§ WHAT IS EXPECTED:
Rewrite the material below with "agronomist" changed to "farm manager" wherever it occurs, leaving everything else as it is. Leave the pictures out of your answer.

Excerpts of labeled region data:
--- BEGIN ---

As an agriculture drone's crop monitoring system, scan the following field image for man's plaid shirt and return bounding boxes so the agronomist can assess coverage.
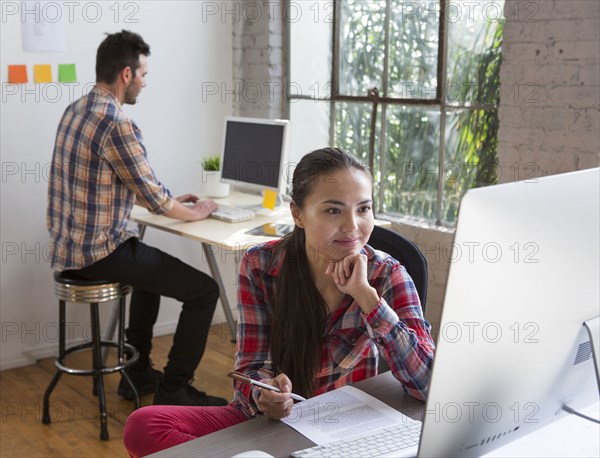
[46,86,173,270]
[233,241,434,417]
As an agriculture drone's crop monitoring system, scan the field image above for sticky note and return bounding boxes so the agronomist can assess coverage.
[263,189,277,210]
[263,224,277,237]
[33,64,52,83]
[8,65,28,84]
[58,64,77,83]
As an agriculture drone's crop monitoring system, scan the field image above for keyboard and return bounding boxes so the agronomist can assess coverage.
[292,417,422,458]
[210,205,254,223]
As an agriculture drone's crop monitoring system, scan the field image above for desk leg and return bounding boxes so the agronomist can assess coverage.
[202,243,237,342]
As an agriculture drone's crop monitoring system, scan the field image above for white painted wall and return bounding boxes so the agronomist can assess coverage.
[0,1,235,369]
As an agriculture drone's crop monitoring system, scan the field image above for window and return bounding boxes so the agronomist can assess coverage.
[288,0,504,226]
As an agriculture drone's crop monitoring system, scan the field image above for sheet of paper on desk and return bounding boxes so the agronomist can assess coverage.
[282,386,406,445]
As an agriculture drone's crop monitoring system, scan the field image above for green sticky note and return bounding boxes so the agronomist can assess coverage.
[58,64,77,83]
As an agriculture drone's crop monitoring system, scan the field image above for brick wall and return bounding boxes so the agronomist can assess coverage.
[233,2,286,119]
[498,0,600,182]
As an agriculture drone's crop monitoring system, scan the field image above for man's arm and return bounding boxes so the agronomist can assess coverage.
[163,198,219,221]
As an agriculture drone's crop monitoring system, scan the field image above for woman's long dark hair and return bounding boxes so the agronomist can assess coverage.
[271,148,371,397]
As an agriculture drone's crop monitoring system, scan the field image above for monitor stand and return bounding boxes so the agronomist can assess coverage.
[583,315,600,391]
[562,315,600,423]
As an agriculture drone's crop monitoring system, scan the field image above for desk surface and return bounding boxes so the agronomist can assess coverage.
[151,372,425,457]
[131,192,391,251]
[131,192,293,250]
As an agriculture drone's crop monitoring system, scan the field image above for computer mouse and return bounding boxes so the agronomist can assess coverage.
[231,450,275,458]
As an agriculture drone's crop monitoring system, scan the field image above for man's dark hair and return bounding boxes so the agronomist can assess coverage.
[96,30,150,84]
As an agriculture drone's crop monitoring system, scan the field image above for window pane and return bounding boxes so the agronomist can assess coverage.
[287,0,334,98]
[441,109,498,225]
[445,0,504,105]
[383,105,440,220]
[289,99,331,163]
[338,0,385,95]
[334,102,379,165]
[389,0,439,99]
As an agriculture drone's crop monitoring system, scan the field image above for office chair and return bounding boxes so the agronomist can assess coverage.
[367,226,428,374]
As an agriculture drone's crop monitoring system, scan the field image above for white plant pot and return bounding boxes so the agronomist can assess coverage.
[202,170,229,197]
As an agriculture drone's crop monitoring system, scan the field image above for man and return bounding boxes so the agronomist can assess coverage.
[47,30,227,405]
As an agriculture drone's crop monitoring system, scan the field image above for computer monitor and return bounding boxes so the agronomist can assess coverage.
[419,169,600,457]
[221,117,289,194]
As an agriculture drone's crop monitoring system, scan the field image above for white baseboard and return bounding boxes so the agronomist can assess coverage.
[0,321,227,371]
[0,355,35,371]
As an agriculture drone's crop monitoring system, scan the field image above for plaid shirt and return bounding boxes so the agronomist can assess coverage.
[233,241,434,417]
[46,86,173,270]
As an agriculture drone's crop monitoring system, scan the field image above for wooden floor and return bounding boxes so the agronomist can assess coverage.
[0,325,235,457]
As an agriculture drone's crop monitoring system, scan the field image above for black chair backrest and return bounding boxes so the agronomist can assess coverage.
[367,226,428,313]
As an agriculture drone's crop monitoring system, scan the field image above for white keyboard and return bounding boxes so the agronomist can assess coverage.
[292,417,422,458]
[210,205,254,223]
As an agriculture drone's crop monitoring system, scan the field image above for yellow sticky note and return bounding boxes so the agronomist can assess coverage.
[33,64,52,83]
[263,189,277,210]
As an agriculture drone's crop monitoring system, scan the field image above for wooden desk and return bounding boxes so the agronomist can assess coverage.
[151,372,425,457]
[131,192,391,336]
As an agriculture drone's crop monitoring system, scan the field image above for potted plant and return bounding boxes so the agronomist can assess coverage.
[202,156,229,197]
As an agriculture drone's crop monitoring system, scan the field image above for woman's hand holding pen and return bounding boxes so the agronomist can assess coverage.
[258,374,294,420]
[325,253,379,313]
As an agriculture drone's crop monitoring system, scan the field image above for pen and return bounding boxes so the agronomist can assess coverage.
[227,371,306,401]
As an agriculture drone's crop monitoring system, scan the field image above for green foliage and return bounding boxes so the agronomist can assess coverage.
[333,0,503,225]
[202,156,221,172]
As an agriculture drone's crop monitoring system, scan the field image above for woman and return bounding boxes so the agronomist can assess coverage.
[124,148,434,456]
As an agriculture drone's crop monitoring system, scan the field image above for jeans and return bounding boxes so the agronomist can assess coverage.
[75,237,219,385]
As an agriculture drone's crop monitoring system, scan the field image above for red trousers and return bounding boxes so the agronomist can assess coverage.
[123,404,248,458]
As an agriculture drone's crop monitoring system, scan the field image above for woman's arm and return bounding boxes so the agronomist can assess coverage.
[363,263,435,400]
[234,249,275,415]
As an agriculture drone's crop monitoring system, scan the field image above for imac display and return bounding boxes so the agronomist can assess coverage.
[419,169,600,457]
[221,117,289,194]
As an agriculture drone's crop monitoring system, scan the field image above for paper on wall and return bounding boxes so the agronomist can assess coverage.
[21,1,67,52]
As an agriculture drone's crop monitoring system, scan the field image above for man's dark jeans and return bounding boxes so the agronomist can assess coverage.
[75,237,219,385]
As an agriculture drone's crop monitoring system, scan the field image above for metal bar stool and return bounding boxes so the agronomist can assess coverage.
[42,271,140,440]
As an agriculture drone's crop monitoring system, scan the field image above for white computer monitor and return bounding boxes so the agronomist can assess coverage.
[419,168,600,457]
[221,117,289,194]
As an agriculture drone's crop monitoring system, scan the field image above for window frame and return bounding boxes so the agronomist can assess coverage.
[285,0,499,227]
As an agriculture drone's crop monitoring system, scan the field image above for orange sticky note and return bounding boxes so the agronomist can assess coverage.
[263,189,277,210]
[33,64,52,83]
[8,65,28,84]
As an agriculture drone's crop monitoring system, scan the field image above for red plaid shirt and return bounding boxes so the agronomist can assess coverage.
[233,240,434,417]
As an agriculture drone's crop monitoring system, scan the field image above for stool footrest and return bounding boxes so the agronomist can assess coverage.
[54,340,139,375]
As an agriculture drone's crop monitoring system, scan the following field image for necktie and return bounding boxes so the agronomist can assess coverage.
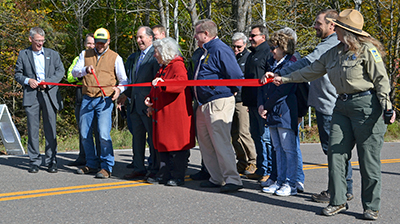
[136,51,146,73]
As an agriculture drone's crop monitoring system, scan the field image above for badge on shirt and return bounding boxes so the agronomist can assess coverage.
[369,48,382,63]
[203,54,210,65]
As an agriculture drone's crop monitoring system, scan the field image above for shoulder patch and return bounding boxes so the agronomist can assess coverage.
[369,48,382,63]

--- END ---

§ OUTPUT OF THE EXERCISE:
As an agriculture drone's crop monitoring system, scan the following field image for man's plaid shirt and return bounding boxes so the farm manager can assess coverage.
[46,86,173,270]
[233,241,434,417]
As an agriculture drone's crop monitoring system, scan the field image above for sticky note and return bounding boxes so the farm manager can assess coverage.
[263,189,277,210]
[263,224,277,237]
[33,64,52,83]
[8,65,28,84]
[58,64,77,83]
As an agriculture drone's crop monitoring system, scan the field image above for keyboard and return bounding boxes so the farm manager can assess coverage.
[292,417,422,458]
[210,205,254,223]
As an agriculture drone's crop monitoring system, scan the field image above for desk leg and return bounding boxes so the farm manager can assess coverage.
[202,243,237,342]
As an agriculture drone's crop monitoring system, scan the field image above for white painted wall and return bounding boxes so the farm manager can assess coverage.
[0,1,235,369]
As an agriculture drone's crop monitoring system, scan the field image above for window and return bounding boxes so the farm manager can assess coverage.
[288,0,504,226]
As an agriculture drone's crop monitoring system, scan the field image above for sheet of paper on desk and return bounding boxes so the farm manager can assess coverage.
[282,386,406,445]
As an agriculture drone's crop monitoring system, scan the field image above for green sticky note and return bounding boxes so the farm manager can assess coverage.
[58,64,77,83]
As an agriculture drone's crop monitoring system, scan the field image above for brick wall and return bounding boxes so the farm manager can assess coverage.
[233,2,286,119]
[498,0,600,182]
As an agriculture drone's crop monitoring system, scan the field image above for man's arm and return bounding boxes so the farm manager can assess coverage.
[163,198,219,221]
As an agriculture drone's crop monitoring system, scan the field image above for woman's long dark hair and return bounding boxes so the farm manager can assess coverage.
[271,148,371,397]
As an agriculture drone's crop monitoring system, scan the field image above for monitor stand and return bounding boxes so the farm manager can assess coverage.
[583,315,600,391]
[562,315,600,423]
As an agriculture drone's crop monitoring system, scan the field image above for desk surface and return bounding boxes so the farm manager can assess coverage.
[151,372,425,457]
[131,192,391,251]
[131,192,293,250]
As an agriculture drone's crop monitoring system, scan the field image above for computer mouse and return bounding boxes so the farm manager can assess coverage.
[231,450,275,458]
As an agriculture drone's crop monitoring system, scan the field image above for man's dark hair and return bounding boxes so the farm manager can assess coverage.
[96,30,150,84]
As an agriculture drone's crop monitoring system, scan the field image above for window pane and return bounding boxes so the farm manager can assess coverage.
[287,0,334,98]
[441,109,498,225]
[445,0,504,105]
[383,105,440,220]
[289,99,331,163]
[338,0,385,95]
[334,102,379,165]
[389,0,439,99]
As an agriculture drone's crop monitoring system, scan the field image above for office chair and return bounding boxes so the farm manager can assess coverage.
[367,226,428,374]
As an agriculture drone's crop monitoring system, scan the field image above for white plant pot and return bounding boxes so the farm manager can assess coverage.
[202,170,229,197]
As an agriculture drone's crop monitoring system, scan the field image above for man and return bounding boxes so the farm manager can assess coverage.
[47,30,227,405]
As an agriculture drone's crop monitoring system, scan the field image above for computer monitor and return bounding boxes so the farm manager can assess coverage.
[419,169,600,457]
[221,117,289,194]
As an agriculture drone's crop monitoring system, scan the field image above for white baseboard and return bounding boxes so the farm manager can assess coverage.
[0,321,227,371]
[0,355,35,371]
As an agriculture drone's crop monitoring system, scan the field image above for plaid shirt and return bounding boxes so the farm manager can assess coverage.
[233,241,434,417]
[46,86,173,270]
As an agriculture drone's crop monitoring system, scan the field image above for wooden floor and return bounding boxes so the farm manager can assess coverage.
[0,325,235,457]
As an agriculture drone's crop monitoring system, scan the field image above for black chair backrest and return bounding boxes so the farm manager can assess coverage.
[367,226,428,313]
As an agriculture drone's crop monitoring system, scan the field image above for white keyboard and return bounding boxes so the farm manager can assess coverage.
[292,417,422,458]
[210,205,254,223]
As an agriculture drone's crop monitoring system, scan the field image above for yellow sticky note and return bounding boxes so the farm manager can assess coverage.
[33,64,52,83]
[263,189,277,210]
As an agriculture drone's crop monitoring system, scan the field image above for wooden desk and return bounding boxes so the farm manager can assess coverage.
[151,372,425,457]
[131,192,391,336]
As an agriculture drone's crop monitoring system, scan the field image above for potted plant and return bounding boxes so the farm manager can assess coverage.
[202,156,229,197]
As an agriculture drone's crop monitoring system, scan the field image above for woman's hand holding pen and return bounding boxes so the farm manager can assess coverage.
[258,374,294,420]
[325,253,379,313]
As an agriculture drone's crop monitoring system, scan the field image above for pen and return bounding boxes so the farm manager can assess coverage.
[227,371,306,401]
As an agriculture drone's crop monitoring system, scan the field image above for green foliage and return bounding boxes so the farm manager can assess coverage.
[333,0,503,225]
[202,156,221,172]
As an agriculture drone's crop monitoring system, scan the field image above for woman and return bounding boxes so the farm manager can assess coverage.
[124,148,434,456]
As an agriculture drone's crop monitoring system, scan the field image above for jeans and return bounding boxes so the farm manager can assess coverage.
[75,237,219,385]
As an agriculture drone's crop monitoring system, scan the field image above for red trousers and return bounding boxes so the farm manager can assess coverage.
[123,404,248,458]
As an agriculture drone's crop monitoring system, scan the field image above for woman's arm and return bounding boxes so the farm manager can assess coverage.
[363,263,435,400]
[234,249,275,415]
As an agriculture drone's crop monitoring system, scan the field image above for imac display and return bounding boxes so the farm manager can assess coverage.
[419,169,600,457]
[221,117,289,194]
As an agriculture drone's crop monitoring system, scan the field image above for paper on wall and return bounding boxes so the farm manager can assess coverage.
[21,1,67,52]
As an agriculture drone's crop monitoring system, scan the field image above for man's dark jeans and return bounding boxes so the farm manager can assess coverage.
[75,237,219,385]
As an agriculture drone's crop monitoring system, scan the field image above for metal bar stool and return bounding boxes so the farm manager can assess coverage.
[42,271,140,440]
As an agriculture drone's crop monitoring system, scan the field image above for white computer monitor and return bounding boxes so the farm manager can assess coverage.
[419,168,600,457]
[221,117,289,194]
As an agriculture drone's crop monitoring system, scan the field image above for window frame and return bounding boxes so the farm manager can assess coverage.
[285,0,499,227]
As an agriculture drone's crop monitoring system, scan the field image above for orange sticky note and return bounding boxes so the farm manager can assess coverage.
[263,189,277,210]
[33,64,52,83]
[8,65,28,84]
As an agriculture drone's crop monitoring system, scan the field image above for red plaid shirt and return bounding boxes so the farm manager can assess coverage.
[233,240,434,417]
As an agriculture drone's crop monitoring system, scan the field image above for stool footrest and return bounding boxes so the farm manager can assess coverage.
[54,340,139,375]
As an agriculture drone's crop monitoring system, scan the following field image for necktie and return bounding boxes so the farm manager can assess coverage.
[136,51,146,73]
As an agriculture drone's crop monitoring system, scan the field image above for badge on shirt and return bounding boxes so the farm manager can assess coverage.
[369,48,382,63]
[203,54,210,65]
As an agriculture drone's crop monitoring system, scan the field image above for shoulder patch and return bounding boxes so the farm manager can assess coverage.
[369,48,382,63]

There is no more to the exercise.